[Rows from a dataset]
◆ ◆ ◆ ◆
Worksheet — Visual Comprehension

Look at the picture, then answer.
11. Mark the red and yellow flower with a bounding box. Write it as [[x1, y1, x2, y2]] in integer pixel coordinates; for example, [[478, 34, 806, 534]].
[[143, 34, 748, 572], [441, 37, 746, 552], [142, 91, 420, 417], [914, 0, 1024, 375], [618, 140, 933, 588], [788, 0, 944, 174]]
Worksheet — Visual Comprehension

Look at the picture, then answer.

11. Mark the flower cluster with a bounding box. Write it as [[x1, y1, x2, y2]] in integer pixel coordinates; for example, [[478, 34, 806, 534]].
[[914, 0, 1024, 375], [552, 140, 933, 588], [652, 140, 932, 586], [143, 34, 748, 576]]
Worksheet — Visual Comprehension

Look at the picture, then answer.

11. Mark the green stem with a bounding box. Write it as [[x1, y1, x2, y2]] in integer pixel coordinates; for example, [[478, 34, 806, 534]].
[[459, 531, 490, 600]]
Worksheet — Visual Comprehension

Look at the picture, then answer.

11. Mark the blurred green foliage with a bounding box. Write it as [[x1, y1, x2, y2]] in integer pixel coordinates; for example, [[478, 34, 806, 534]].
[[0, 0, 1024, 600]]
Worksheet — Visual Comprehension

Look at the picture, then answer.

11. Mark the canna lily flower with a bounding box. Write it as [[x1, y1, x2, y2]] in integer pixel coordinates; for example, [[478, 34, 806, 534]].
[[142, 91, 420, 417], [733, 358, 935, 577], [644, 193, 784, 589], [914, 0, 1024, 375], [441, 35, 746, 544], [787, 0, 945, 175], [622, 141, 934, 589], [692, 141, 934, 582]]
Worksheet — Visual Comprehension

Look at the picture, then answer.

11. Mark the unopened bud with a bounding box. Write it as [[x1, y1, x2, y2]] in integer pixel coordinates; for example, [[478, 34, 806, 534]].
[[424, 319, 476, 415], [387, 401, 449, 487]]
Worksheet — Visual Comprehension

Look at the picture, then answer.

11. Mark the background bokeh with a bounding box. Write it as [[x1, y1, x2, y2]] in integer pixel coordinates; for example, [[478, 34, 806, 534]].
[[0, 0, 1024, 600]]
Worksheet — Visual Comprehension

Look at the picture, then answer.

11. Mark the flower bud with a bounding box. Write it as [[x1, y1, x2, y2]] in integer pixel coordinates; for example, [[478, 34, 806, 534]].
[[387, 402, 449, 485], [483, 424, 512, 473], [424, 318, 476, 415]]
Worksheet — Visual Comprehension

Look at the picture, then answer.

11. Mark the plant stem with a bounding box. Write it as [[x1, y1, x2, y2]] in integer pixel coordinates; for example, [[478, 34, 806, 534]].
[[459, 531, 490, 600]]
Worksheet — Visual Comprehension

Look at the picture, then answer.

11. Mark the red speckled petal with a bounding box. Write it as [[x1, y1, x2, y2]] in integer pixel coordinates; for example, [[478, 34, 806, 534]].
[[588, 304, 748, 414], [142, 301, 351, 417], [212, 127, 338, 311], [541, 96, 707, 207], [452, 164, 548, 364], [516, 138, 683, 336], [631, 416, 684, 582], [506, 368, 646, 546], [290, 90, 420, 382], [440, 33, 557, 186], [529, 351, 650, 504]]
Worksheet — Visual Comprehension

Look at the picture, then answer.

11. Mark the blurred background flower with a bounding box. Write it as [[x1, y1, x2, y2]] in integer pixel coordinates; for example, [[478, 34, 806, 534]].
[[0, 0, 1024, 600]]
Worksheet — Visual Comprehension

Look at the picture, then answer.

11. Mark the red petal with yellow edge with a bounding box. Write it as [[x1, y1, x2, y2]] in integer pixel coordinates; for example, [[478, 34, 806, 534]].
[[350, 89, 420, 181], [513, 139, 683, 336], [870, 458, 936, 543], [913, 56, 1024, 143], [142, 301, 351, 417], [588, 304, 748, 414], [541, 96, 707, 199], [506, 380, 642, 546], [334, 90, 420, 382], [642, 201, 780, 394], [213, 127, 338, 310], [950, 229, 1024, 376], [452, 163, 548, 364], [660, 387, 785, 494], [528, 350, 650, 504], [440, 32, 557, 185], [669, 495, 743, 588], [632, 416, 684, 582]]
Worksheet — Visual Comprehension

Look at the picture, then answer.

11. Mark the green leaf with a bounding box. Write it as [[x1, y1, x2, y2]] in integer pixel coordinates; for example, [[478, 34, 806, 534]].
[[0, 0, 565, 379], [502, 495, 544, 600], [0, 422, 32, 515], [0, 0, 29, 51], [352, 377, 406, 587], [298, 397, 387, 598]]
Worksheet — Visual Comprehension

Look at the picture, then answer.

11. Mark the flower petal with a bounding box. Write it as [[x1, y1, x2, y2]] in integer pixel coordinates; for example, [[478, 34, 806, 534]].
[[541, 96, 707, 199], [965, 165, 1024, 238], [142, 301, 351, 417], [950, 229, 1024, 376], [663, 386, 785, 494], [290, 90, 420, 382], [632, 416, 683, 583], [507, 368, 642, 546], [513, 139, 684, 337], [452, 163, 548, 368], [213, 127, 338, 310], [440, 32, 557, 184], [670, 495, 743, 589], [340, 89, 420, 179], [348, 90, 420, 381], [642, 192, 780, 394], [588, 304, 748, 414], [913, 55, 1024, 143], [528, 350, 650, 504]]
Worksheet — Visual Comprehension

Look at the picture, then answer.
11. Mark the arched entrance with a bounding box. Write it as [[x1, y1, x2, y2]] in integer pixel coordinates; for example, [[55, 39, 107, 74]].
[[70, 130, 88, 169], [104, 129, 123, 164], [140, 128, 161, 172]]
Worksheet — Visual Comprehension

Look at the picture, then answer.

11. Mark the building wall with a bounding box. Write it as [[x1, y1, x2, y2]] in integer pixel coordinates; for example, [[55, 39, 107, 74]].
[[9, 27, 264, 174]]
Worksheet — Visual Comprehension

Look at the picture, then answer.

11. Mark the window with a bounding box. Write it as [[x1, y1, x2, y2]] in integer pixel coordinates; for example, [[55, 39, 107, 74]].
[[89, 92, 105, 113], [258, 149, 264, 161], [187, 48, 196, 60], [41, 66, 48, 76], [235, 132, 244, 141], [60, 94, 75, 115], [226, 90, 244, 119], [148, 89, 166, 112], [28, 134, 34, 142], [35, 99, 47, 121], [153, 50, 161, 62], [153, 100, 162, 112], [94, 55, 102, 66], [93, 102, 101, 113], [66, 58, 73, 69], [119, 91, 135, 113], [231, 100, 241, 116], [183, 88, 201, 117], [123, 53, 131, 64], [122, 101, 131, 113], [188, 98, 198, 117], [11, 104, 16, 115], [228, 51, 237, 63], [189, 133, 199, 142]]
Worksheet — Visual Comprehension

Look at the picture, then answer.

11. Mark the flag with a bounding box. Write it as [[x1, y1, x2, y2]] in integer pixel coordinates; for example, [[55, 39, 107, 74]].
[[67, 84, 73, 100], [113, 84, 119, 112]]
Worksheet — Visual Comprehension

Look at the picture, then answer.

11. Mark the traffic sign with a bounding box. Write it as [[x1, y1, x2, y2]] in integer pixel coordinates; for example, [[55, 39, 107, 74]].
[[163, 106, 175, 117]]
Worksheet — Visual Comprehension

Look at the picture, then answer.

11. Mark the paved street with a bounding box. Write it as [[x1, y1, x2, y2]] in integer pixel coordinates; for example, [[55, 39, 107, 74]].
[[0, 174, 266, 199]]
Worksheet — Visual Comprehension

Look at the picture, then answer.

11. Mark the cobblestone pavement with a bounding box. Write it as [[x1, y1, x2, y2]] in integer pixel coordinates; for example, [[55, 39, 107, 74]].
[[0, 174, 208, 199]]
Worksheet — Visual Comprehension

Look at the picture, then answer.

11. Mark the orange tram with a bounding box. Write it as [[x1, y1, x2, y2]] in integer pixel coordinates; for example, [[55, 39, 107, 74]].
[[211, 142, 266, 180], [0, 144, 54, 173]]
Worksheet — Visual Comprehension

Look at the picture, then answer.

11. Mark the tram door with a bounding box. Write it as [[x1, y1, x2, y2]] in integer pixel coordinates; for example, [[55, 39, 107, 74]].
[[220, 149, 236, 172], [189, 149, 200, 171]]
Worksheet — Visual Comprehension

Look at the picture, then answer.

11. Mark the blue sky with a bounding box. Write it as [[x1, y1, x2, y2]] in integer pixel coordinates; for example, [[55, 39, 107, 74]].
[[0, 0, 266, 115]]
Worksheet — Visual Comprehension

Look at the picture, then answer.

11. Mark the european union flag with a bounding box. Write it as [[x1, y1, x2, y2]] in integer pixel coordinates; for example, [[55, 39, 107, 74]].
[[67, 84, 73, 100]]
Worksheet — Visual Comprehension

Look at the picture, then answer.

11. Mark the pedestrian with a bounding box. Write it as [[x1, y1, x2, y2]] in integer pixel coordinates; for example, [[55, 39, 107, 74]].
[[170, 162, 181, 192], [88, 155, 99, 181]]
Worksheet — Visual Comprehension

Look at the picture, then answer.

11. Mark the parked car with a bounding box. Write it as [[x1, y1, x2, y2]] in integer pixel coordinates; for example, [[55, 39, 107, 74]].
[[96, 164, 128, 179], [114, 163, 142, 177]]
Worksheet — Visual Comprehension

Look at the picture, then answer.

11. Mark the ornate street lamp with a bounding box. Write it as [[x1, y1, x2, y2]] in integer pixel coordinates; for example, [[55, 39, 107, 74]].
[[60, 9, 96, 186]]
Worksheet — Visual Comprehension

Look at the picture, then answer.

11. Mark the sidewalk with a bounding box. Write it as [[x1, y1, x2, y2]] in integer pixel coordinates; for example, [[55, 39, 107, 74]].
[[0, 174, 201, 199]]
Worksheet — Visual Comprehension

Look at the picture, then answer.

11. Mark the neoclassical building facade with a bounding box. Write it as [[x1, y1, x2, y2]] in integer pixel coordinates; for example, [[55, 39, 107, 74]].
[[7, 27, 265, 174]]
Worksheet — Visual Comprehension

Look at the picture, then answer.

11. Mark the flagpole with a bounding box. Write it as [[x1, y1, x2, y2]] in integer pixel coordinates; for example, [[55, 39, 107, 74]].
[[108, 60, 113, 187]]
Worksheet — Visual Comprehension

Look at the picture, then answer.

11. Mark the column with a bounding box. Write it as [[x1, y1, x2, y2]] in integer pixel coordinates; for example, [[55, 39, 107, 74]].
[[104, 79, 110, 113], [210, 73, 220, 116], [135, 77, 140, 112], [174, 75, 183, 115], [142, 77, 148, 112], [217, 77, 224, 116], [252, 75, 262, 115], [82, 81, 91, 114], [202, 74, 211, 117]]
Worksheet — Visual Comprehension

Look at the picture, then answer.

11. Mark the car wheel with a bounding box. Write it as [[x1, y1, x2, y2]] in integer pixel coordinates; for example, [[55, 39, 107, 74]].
◆ ◆ ◆ ◆
■ Work required: Format the data from its first line up to and including the line with "[[424, 319, 476, 415], [387, 401, 449, 487]]" as a numbered list, skipping any blank lines.

■ Right answer:
1. Worksheet — Visual Comprehension
2. Look at the picture, then answer.
3. 11. Mark the red and yellow flower with a bounding box. Write it as [[x1, y1, x2, y2]] in integer pixel coordinates; for example, [[478, 34, 806, 534]].
4. [[143, 34, 748, 572], [441, 37, 746, 552], [142, 91, 420, 417], [914, 0, 1024, 375], [618, 140, 933, 588], [788, 0, 944, 174]]
5. Worksheet — Visual Comprehension
6. Look at the picture, then answer.
7. 11. Mark the flower cluster with a bounding box. Write it as [[x1, y1, x2, y2]] in integer pixel coordinates; for example, [[478, 34, 806, 534]].
8. [[914, 0, 1024, 375], [552, 140, 933, 588], [652, 140, 932, 586], [143, 34, 748, 576]]
9. Worksheet — Visual Comprehension
10. Look at the picture, then answer.
11. 11. Mark the green stem with a bounding box. Write it as [[x1, y1, x2, y2]] in integer pixel coordinates; for example, [[478, 34, 806, 534]].
12. [[459, 531, 490, 600]]
13. Worksheet — Visual Comprehension
14. Look at the picture, then answer.
15. 11. Mark the blurred green foliage with a bounding box. Write it as [[x1, y1, x2, y2]] in integer pixel coordinates; for example, [[478, 34, 806, 534]].
16. [[0, 0, 1024, 600]]
17. Worksheet — Visual Comprehension
18. Look at the picture, then answer.
19. 11. Mark the canna lily flower with a bounding box. Write it as [[x1, y1, x2, y2]] in integer pixel coordinates; for example, [[478, 34, 806, 534]].
20. [[142, 91, 420, 417], [733, 358, 935, 577], [644, 193, 784, 589], [914, 0, 1024, 375], [441, 35, 746, 544], [787, 0, 945, 175], [622, 141, 934, 589], [692, 141, 934, 582]]
21. Worksheet — Visual Comprehension
22. Look at the picture, then answer.
23. 11. Mark the unopened bud with a bounding box. Write it as [[x1, y1, x2, y2]] in integer pixel coordinates; for example, [[478, 34, 806, 534]].
24. [[424, 319, 476, 415], [387, 401, 449, 487]]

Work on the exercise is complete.